*** DATA Section Begins ***

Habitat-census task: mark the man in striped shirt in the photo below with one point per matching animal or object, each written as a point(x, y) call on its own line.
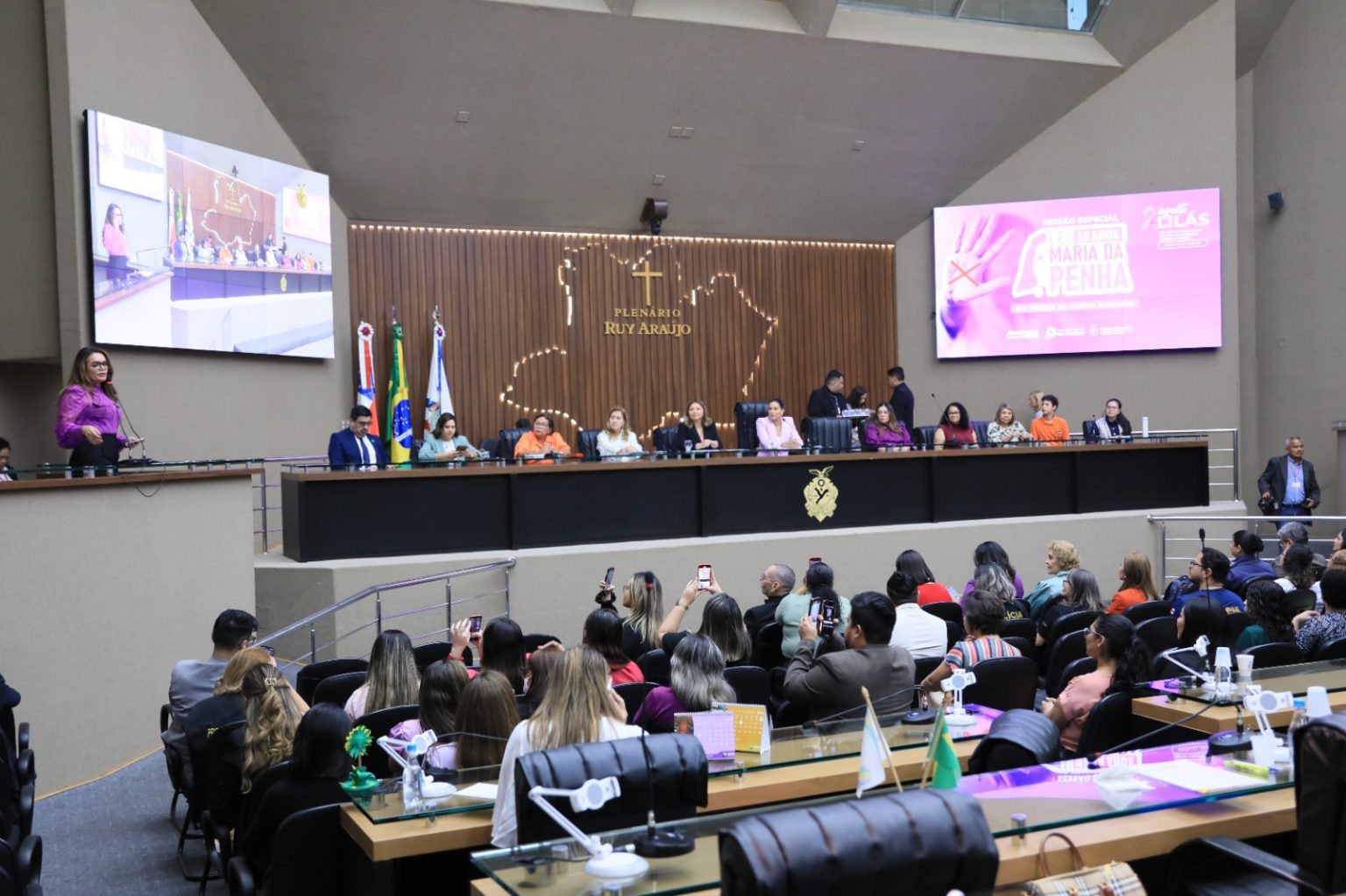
point(983, 619)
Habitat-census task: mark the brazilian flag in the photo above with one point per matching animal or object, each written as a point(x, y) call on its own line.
point(399, 428)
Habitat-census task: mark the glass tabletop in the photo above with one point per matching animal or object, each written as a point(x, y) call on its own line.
point(791, 745)
point(1052, 795)
point(1298, 680)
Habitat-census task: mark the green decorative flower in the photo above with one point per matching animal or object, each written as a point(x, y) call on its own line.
point(357, 742)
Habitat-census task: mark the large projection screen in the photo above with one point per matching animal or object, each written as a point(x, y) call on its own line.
point(1135, 272)
point(206, 248)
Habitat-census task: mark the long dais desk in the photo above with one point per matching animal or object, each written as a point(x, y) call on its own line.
point(542, 506)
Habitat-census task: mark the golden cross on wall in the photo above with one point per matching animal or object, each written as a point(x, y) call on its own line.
point(645, 275)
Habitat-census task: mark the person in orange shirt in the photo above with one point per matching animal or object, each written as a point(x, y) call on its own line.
point(1049, 427)
point(542, 441)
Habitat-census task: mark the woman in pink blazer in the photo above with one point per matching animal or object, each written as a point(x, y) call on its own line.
point(776, 431)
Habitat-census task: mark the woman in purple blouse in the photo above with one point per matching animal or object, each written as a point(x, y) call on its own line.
point(698, 675)
point(88, 414)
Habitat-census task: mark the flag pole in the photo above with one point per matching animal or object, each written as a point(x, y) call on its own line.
point(864, 692)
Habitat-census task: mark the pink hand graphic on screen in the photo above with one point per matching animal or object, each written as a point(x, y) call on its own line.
point(966, 269)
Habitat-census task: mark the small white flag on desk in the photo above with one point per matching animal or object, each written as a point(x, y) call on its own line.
point(437, 399)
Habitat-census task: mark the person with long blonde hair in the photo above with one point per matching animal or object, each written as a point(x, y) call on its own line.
point(579, 708)
point(393, 680)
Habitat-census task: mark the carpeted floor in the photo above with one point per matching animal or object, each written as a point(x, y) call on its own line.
point(113, 837)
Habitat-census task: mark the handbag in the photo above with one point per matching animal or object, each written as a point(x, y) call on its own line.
point(1114, 878)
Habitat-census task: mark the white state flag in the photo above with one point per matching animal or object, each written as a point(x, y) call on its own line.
point(437, 399)
point(874, 755)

*** DATA Section Ends ***

▸ **TASK DIRECTIONS**
Each line of the data should be printed again exactly. Please leave pictures out.

▸ **SOLUTION FOR THIS TASK**
Habitat-census task: mark the man in striped shirt in the photo below with one point per matching animal or object, each written as a point(x, y) call on its own line.
point(983, 619)
Habitat-census task: mark the brazilian flag in the photo above with one point per matching animal or object, each written as a point(x, y) call on its own line.
point(399, 428)
Habitat-census task: mark the glass tabletop in the photo above with one point per matching animal or object, each written as a point(x, y) call on its own line.
point(791, 745)
point(1052, 795)
point(1298, 680)
Habitat-census task: mark the green decorative flower in the photo above with one point per matching animal or object, each written as a point(x, y) call on its own line.
point(357, 742)
Habitat-census task: mark the large projection screen in the photo above with one point per matching animal or object, each written as a point(x, y) call on its own line.
point(1135, 272)
point(206, 248)
Habitat-census task: mark the long dais desk in the photo above with one point per matching animal or object, each written as a point(x, y) call on its own line.
point(542, 506)
Habitat-census task: mark the golden cross on wall in the photo above with one point per matching animal or object, each written as a point(x, y) call on its own line.
point(645, 275)
Habitat-census task: mark the person in orange shirt in the photo above with one point per matching animal or object, each written as a point(x, y) call on its own line.
point(1049, 427)
point(542, 441)
Habitat-census task: mark the woman in pink blazer in the photo above with one point per matching animal or object, each written as a point(x, y) call on its own line.
point(776, 431)
Habitat-census task: mark the woman in purple blouse in the photo above with one point per matching animal or object, each written as a point(x, y) call on its own line.
point(698, 675)
point(88, 414)
Habitat-census task: mark the flag pole in the photo above with one point per matching animal or object, each written as a point(x, y) call on its own line.
point(864, 692)
Habitat-census task: mark the pink hand graphic on screen in the photo above with one point per matching animal or object, each written as a point(x, y) call on its own line.
point(966, 269)
Habitat-census task: mark the small white flag on desk in the photo above with one point per matching animal or object, each written as a point(x, y) call on its own line.
point(437, 399)
Habitat-census task: mark the person with long blonde hair in the photo above with one point per matching animal or object, each written as a point(x, y) call on its own line.
point(579, 708)
point(393, 680)
Habitat-census task: mark the carpeted floor in the photo above with one point per matching animal or object, each written as a point(x, y) call on its own line.
point(113, 837)
Habitat-census task: mark the handbag in the photo above with one point per matching animal or object, each written as a point(x, y) call on its own line.
point(1114, 878)
Habitat-census task: mark the white state flag in the photo above with one point per matching animal or object, each written as a point(x, y) call on its own line.
point(437, 399)
point(874, 755)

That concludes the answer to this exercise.